#### [Directive]
Rewrite the rows, beginning at the line that contains "Please place a point on the tree" and continuing through the end of the rows, shifting each pin coordinate by adding 131 to both of its numbers. Keep every other line unchanged.

#### [Data items]
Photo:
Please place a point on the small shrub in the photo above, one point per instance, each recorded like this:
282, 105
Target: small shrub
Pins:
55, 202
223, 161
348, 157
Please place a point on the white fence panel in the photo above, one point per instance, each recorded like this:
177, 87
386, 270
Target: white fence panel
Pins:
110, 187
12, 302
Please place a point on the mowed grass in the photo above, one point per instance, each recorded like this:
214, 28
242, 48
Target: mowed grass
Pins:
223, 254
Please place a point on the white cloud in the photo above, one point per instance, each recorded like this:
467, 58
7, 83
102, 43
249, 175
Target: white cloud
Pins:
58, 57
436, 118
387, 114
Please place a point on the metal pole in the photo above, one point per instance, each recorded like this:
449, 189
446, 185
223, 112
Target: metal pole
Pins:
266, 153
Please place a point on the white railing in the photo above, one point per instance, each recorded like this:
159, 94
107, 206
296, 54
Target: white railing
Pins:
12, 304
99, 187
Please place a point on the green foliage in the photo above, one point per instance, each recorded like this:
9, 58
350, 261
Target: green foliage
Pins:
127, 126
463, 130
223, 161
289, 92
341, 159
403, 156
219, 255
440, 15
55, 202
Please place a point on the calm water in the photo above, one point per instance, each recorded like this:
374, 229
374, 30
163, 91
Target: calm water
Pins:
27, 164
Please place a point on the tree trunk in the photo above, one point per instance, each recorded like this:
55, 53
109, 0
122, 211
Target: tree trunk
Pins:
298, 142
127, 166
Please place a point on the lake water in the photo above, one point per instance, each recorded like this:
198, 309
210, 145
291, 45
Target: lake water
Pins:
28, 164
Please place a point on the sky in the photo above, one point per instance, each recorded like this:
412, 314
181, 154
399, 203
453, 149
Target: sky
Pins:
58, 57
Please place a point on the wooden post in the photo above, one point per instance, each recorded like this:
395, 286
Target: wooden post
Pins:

#### [Answer to this problem]
Please place a point on the tree trunk in the photo above, one point per instance, each recorded like this:
55, 53
109, 0
122, 211
Target: tree trunk
Pins:
429, 273
258, 297
Please place a point on the lake water in the photo above, one point per instance, each recorded like this:
198, 309
210, 145
291, 45
Target: lake water
Pins:
159, 295
Please place a point on the sky in the photo above, one point per instance, each recorded like this:
412, 314
181, 154
399, 203
453, 149
Target: sky
Pins:
189, 188
Please place a point on the wooden post in the photo above, one point per instance, each recorded like this:
395, 286
Target: wooden post
Pins:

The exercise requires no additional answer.